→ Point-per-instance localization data
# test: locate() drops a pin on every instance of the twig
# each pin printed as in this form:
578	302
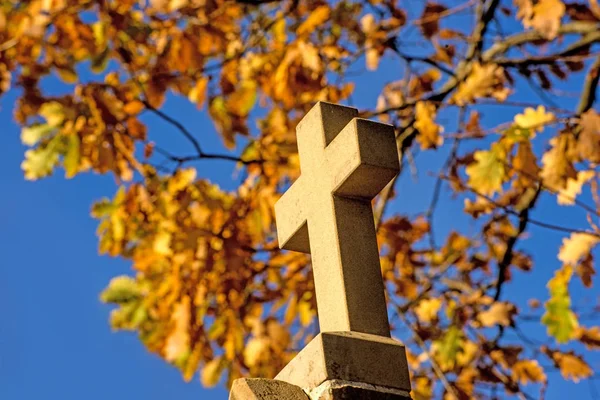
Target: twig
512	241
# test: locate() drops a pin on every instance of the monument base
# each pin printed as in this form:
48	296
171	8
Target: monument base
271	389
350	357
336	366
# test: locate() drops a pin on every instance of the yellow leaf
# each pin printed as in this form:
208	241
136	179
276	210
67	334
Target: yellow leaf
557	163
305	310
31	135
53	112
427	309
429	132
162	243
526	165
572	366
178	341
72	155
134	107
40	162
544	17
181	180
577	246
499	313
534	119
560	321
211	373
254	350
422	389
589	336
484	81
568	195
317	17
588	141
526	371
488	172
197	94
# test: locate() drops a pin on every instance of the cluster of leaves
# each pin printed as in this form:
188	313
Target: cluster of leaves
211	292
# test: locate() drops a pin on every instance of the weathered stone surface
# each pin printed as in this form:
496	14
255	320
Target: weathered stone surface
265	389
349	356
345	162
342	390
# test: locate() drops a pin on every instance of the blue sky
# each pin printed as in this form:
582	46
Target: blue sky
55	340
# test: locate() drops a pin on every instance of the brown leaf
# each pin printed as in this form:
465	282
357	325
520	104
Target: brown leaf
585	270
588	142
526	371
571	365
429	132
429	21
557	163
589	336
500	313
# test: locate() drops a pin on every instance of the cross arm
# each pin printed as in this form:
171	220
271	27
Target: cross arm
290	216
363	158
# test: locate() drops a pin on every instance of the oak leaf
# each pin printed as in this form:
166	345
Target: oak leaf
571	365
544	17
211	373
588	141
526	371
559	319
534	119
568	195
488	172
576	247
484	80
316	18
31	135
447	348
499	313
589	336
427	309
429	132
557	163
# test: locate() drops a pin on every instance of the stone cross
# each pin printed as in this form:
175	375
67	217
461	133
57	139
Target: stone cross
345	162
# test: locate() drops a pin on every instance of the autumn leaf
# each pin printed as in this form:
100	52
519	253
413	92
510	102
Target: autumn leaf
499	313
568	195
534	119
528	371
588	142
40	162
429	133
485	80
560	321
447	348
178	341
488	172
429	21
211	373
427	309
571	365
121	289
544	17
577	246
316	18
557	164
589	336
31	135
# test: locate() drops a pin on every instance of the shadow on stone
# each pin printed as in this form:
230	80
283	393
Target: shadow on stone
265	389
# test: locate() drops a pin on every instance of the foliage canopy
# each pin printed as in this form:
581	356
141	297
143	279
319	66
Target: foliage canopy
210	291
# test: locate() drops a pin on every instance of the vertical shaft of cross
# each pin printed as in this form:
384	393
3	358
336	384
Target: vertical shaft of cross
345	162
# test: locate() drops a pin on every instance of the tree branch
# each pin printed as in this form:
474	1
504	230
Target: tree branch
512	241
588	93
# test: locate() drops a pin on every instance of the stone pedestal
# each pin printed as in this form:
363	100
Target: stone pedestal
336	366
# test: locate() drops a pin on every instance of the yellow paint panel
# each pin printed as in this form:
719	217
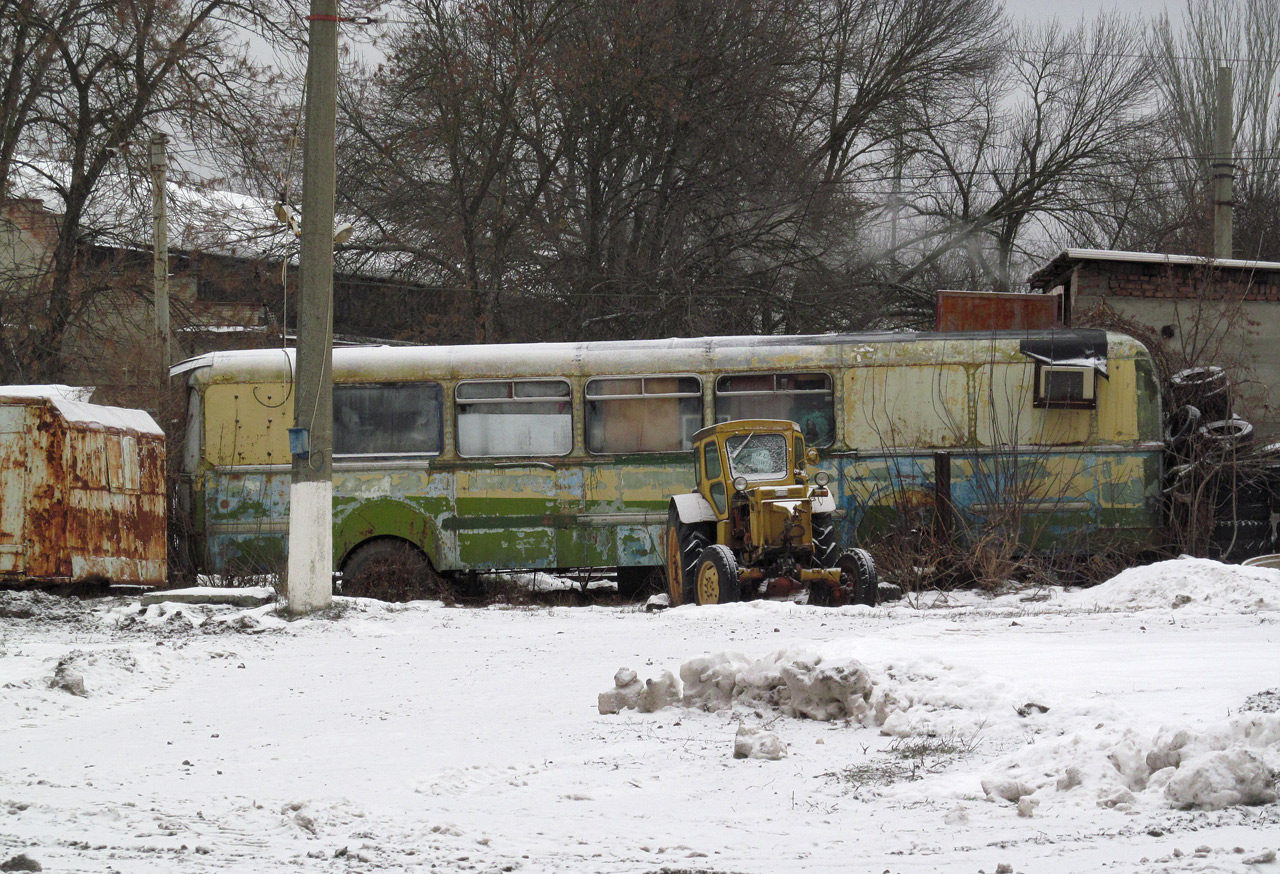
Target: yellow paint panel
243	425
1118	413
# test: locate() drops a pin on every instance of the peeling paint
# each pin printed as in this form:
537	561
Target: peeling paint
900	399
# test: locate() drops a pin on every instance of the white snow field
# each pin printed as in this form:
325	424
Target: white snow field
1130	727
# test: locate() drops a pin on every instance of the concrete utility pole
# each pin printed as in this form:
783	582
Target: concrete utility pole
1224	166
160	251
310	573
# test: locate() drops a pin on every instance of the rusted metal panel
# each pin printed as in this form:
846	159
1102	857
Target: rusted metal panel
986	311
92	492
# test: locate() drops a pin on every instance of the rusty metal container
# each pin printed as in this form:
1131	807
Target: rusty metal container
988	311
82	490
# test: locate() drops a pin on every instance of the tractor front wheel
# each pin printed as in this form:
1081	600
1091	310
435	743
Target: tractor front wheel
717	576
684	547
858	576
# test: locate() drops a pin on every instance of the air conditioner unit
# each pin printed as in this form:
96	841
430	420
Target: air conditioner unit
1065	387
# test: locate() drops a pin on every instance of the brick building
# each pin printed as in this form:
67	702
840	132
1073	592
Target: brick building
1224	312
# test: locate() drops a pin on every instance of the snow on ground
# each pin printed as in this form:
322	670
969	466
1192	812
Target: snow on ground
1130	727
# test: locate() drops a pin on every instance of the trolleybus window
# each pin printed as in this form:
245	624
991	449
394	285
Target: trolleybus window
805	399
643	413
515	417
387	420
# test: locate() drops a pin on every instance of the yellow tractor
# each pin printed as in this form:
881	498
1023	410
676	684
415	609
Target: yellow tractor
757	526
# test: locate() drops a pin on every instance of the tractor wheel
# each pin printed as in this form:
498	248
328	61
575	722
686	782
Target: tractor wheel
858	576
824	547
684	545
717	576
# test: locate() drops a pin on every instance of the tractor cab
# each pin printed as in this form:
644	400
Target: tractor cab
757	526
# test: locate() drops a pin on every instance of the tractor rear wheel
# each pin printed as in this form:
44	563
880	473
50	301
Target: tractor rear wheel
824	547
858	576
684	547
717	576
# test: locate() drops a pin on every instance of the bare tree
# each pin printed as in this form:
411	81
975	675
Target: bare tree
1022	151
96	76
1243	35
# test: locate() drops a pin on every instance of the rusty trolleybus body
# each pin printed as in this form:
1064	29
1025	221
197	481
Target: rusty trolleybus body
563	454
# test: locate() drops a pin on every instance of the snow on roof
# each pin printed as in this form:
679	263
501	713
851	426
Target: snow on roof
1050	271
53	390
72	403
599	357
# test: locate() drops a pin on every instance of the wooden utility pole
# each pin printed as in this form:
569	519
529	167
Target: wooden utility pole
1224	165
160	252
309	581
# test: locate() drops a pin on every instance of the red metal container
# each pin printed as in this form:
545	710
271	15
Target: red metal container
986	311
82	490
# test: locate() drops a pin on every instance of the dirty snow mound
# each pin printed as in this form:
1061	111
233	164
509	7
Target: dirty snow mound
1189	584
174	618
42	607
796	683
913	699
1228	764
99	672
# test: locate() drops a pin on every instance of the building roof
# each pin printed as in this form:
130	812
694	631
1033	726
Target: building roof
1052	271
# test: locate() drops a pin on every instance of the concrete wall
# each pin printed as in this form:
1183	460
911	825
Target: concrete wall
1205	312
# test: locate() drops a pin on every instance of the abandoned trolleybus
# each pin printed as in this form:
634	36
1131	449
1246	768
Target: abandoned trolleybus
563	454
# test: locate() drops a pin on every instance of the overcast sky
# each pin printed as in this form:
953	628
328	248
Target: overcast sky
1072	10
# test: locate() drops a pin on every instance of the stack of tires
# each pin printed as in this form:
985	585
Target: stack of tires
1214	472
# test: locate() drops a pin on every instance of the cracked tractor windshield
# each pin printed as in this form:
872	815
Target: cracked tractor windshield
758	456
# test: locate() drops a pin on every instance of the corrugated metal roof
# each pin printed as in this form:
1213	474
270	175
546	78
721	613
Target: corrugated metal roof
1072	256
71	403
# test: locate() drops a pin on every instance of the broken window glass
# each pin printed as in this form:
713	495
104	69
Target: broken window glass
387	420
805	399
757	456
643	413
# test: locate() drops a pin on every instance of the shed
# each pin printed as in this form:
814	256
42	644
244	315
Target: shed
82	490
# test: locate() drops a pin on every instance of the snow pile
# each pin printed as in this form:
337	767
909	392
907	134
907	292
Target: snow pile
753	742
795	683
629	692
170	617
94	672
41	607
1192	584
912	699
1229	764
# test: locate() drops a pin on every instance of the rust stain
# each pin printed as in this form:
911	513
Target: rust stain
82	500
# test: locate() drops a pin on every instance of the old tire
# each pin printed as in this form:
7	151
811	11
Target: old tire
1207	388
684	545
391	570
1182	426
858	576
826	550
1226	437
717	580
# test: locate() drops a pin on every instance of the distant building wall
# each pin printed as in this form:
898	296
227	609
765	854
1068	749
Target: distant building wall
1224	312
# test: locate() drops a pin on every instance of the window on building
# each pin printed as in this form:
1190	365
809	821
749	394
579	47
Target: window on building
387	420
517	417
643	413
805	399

→ DIRECTIONS FOR THIS TASK
From the first line of the entries down to the line with "the autumn leaf", print each line exactly; omit any picture.

→ WRITTEN ANSWER
# test: locate() drops a pin on every instance of the twig
# each pin printed as in this form:
578	302
Target: twig
512	241
# test: locate() drops a pin on every instance of the monument base
# each pin printed as in this form:
48	296
171	8
Target: monument base
271	389
350	357
336	366
# test: locate() drops a pin on every instance of the yellow leaf
# each pin printed as in this form:
208	241
136	179
276	210
67	334
Target: yellow leaf
557	163
305	310
31	135
53	112
427	309
429	132
162	243
526	165
572	366
178	341
72	155
134	107
40	162
544	17
181	180
577	246
499	313
534	119
560	321
211	373
254	350
422	389
589	336
484	81
568	195
317	17
588	141
526	371
488	172
197	94
# test: locate() drops a pin on every instance of the cluster of leaves
# each pin printed as in this form:
188	313
Target: cluster of leaves
211	292
# test: locate() drops a pin on every instance of the weathered stone surface
# each pin printed as in this form:
496	14
255	320
Target: weathered stone surface
265	389
349	356
345	162
342	390
# test: locate() drops a pin on every instance of the blue sky
# each pin printed as in this form:
582	46
Target: blue sky
55	340
# test: locate() drops a pin on every instance of the brown leaf
# each pin printed as in this form:
465	282
357	325
520	104
Target: brown leaf
585	270
588	142
526	371
571	365
429	132
429	21
557	163
589	336
500	313
# test: locate() drops a pin on every instance of the cross arm
# each pin printed as in this form:
171	220
271	27
Target: cross arm
290	216
363	158
# test: locate() drops a pin on every instance of the oak leaf
# each pin printed as in this form:
166	345
Target: oak leaf
571	365
544	17
211	373
588	141
526	371
559	319
534	119
568	195
488	172
576	247
484	80
316	18
31	135
447	348
499	313
589	336
427	309
429	132
557	163
# test: locate() drops a pin on every instance of the stone cross
# each pin printed as in this form:
175	375
67	217
461	133
57	139
Target: stone cross
345	162
# test: locate() drops a pin on every instance of the autumn leaf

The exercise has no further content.